(DATA TO USE Opens)

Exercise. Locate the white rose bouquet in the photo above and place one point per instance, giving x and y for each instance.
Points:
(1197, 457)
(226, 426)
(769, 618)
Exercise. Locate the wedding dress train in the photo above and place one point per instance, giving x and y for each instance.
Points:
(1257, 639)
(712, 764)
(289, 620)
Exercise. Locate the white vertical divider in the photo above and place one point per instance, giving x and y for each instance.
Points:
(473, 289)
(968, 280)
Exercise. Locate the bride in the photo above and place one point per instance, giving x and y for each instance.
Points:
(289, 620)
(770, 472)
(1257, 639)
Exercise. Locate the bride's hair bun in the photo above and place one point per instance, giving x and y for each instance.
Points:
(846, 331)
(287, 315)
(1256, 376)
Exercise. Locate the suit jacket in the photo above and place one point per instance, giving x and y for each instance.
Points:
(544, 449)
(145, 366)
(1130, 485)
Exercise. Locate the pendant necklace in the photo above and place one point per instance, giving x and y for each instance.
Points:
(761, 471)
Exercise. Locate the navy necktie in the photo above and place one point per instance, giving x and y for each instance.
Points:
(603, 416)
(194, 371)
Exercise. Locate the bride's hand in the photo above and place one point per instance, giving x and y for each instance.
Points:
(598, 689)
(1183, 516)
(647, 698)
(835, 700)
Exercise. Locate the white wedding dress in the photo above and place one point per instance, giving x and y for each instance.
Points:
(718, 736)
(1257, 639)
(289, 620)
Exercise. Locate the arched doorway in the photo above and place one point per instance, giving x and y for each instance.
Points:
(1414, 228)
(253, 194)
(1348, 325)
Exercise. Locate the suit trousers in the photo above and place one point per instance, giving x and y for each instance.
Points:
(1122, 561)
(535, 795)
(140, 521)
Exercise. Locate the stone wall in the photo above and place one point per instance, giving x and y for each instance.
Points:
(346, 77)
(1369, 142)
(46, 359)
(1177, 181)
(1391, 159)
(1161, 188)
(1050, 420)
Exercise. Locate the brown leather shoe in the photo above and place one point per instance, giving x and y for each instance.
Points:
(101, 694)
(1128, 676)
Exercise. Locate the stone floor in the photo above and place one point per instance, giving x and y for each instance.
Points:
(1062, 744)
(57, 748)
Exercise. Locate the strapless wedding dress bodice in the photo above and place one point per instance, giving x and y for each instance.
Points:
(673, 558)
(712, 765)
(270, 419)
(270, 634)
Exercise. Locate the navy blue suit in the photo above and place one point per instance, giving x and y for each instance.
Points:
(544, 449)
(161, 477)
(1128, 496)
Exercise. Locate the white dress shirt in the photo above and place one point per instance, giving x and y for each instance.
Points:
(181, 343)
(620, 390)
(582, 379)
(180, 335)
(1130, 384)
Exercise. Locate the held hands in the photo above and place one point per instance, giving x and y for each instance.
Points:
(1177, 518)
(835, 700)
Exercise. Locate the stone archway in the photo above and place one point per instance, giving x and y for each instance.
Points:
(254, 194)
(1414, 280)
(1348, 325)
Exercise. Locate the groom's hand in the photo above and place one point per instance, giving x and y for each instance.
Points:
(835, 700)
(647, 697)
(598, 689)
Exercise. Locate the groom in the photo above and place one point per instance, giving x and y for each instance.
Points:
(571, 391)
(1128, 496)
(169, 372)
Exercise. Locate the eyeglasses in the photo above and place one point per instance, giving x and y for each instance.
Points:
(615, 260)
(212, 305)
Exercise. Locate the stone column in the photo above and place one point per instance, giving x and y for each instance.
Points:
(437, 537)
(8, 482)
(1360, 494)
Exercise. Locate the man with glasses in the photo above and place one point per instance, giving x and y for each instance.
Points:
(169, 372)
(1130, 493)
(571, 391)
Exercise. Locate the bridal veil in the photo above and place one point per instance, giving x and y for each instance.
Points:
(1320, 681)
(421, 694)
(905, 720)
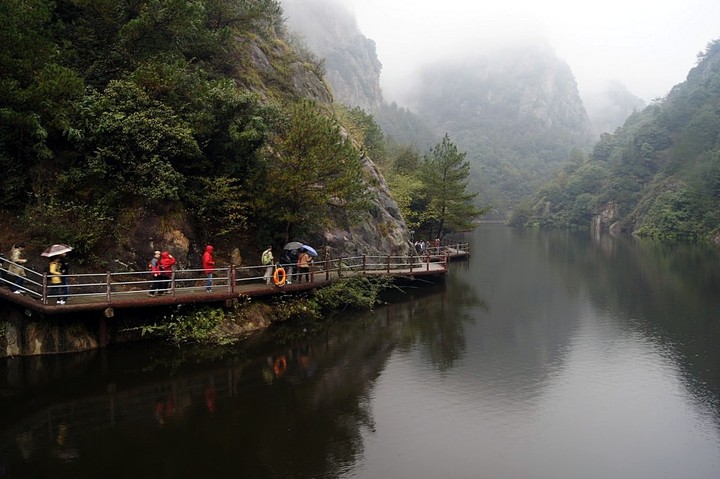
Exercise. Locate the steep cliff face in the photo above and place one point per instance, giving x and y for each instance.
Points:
(515, 110)
(381, 230)
(330, 31)
(609, 105)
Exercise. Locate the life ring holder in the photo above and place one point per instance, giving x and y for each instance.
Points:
(279, 276)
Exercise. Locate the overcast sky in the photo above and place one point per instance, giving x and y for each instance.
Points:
(648, 45)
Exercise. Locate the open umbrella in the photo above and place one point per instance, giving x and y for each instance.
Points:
(56, 249)
(293, 245)
(311, 251)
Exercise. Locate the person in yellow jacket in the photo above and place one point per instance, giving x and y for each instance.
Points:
(17, 258)
(55, 278)
(303, 265)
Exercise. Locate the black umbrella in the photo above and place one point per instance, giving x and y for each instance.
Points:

(DATA TO USE Closes)

* TASK BRIEF
Please output the data above exactly as given, omitting every picture.

* ANSWER TO THIS PROBLEM
Exercise. Locate the white rose bouquet in the photo above and place one point per instance, giving x and y for each instance.
Points:
(1197, 457)
(226, 426)
(769, 618)
Exercise. Locate the wedding dress train in the photo above and place one point per instance, giving x and y for each instance.
Points:
(1257, 639)
(712, 764)
(289, 620)
Exercise. Locate the white vertical divider in the photo above and place one point per instance, giving x and y for each instance.
Points:
(473, 289)
(968, 280)
Exercise. Locate the bride in the photo above and place one point per instance, giving x and y for each instance.
Points:
(289, 620)
(770, 472)
(1257, 639)
Exercise. Locate the bride's hair bun in the photo above and place one point per instance, giving x and y for each instance.
Points:
(846, 331)
(287, 315)
(1256, 376)
Exercise. Locate the suit jacket in the photo above and place one point per instance, giving x and y for each instance.
Points:
(544, 449)
(145, 366)
(1130, 485)
Exercise. Locate the pendant necklace in the photo above and place one point per instance, giving x and y for each instance.
Points:
(761, 471)
Exercise. Locate the navy necktie in the photo above and place one point per instance, giving x and y for each instance.
Points:
(603, 416)
(194, 371)
Exercise. Locate the bride's hand in the photo above and place one point per instance, giving x and y for each instance.
Points:
(598, 689)
(1183, 516)
(647, 698)
(835, 700)
Exercise. Locate the white wedding dress in the photo above and place one point per instance, giving x and y for each instance.
Points:
(718, 736)
(1257, 639)
(289, 620)
Exercise. Locate the arched doorway in the photo above and place one point per instance, giving x and y for each instance.
Points:
(1414, 228)
(253, 194)
(1348, 325)
Exercise. Locate the suit trousers in the photo above and place one point per instance, giving x and y for each instance.
Points:
(1122, 561)
(535, 795)
(140, 521)
Exercise. Locate the stone wall in the photo above and place one point per instance, giving x and y for each instance.
Points:
(346, 77)
(1369, 142)
(46, 359)
(1177, 181)
(1391, 159)
(1161, 188)
(1050, 420)
Exercise. Locate the brown leather shoe in the photo above and place one point per instance, giving x and y for each instance.
Points:
(101, 694)
(1128, 676)
Exercise. Locate the stone floor in the photo above and place one point per instance, giving x and y for each instance.
Points:
(1062, 744)
(57, 748)
Exercise. Locate the strapless wedding dress bodice in the photo above and place one point per instance, giving x and y for each instance.
Points:
(673, 558)
(712, 765)
(270, 419)
(270, 634)
Exercise. Locate the navy blue suit in the photo above and place one point per instance, giving x and y for each instance.
Points:
(544, 449)
(161, 477)
(1128, 496)
Exercise. Locate the white dress shirt in the photo above and place one point per instance, giving x and y for each instance.
Points:
(181, 343)
(620, 390)
(582, 379)
(180, 335)
(1130, 384)
Exercise. Locate the held hands in the photo above and place one point per instance, giving x and y for each instance.
Points:
(1177, 518)
(835, 700)
Exercise. Locate the stone archway in the photo above and place one point per instance, giving x and y for each instance.
Points:
(254, 194)
(1414, 280)
(1348, 325)
Exercise. Locate the groom's hand in the photo above and place one point per instance, giving x and y for each instance.
Points:
(835, 700)
(647, 697)
(598, 689)
Exercise. Locate the groom in the photo above and place one point per instance, giving x and y for each instance.
Points:
(571, 391)
(1128, 496)
(169, 372)
Exercise. Locate the eyeglasses in the photo above and place one point per instance, giving x and y for each instance.
Points:
(615, 260)
(212, 305)
Exercise. Locate the stone column in the photo above and place one point per instance, giving x and y for each instance.
Points:
(437, 537)
(8, 482)
(1360, 494)
Exercise. Locate the man with glasses in the photo above and place one point per instance, giving x and y for each instance.
Points:
(169, 372)
(1130, 493)
(571, 391)
Exercise. Locate the bridal veil in the photo above and place one point per instance, giving x and y for each instance.
Points:
(1320, 681)
(421, 694)
(905, 720)
Exercise. Locate the steep cliff face in the photo above and place one point per instance, giving x and y for each instance.
Points:
(515, 110)
(381, 230)
(330, 31)
(609, 105)
Exercise. Locate the life ring holder in the photo above and place one point per instance, giving x and y for each instance.
Points:
(279, 276)
Exercise. Locate the overcast sky in the photo above and place one point per instance, giving x and y for each instance.
Points:
(648, 45)
Exercise. Locate the open umbrella in the photo above and place one point per instance, giving x and y for each instance.
Points:
(56, 249)
(293, 245)
(311, 251)
Exercise. Locate the person in yellow jacket in the photo above and place one point per instance, giving x and y for each instance.
Points:
(17, 258)
(55, 278)
(303, 265)
Exercise. Locate the black umbrella in the photo above and place one point per instance, giving x and y for each instance.
Points:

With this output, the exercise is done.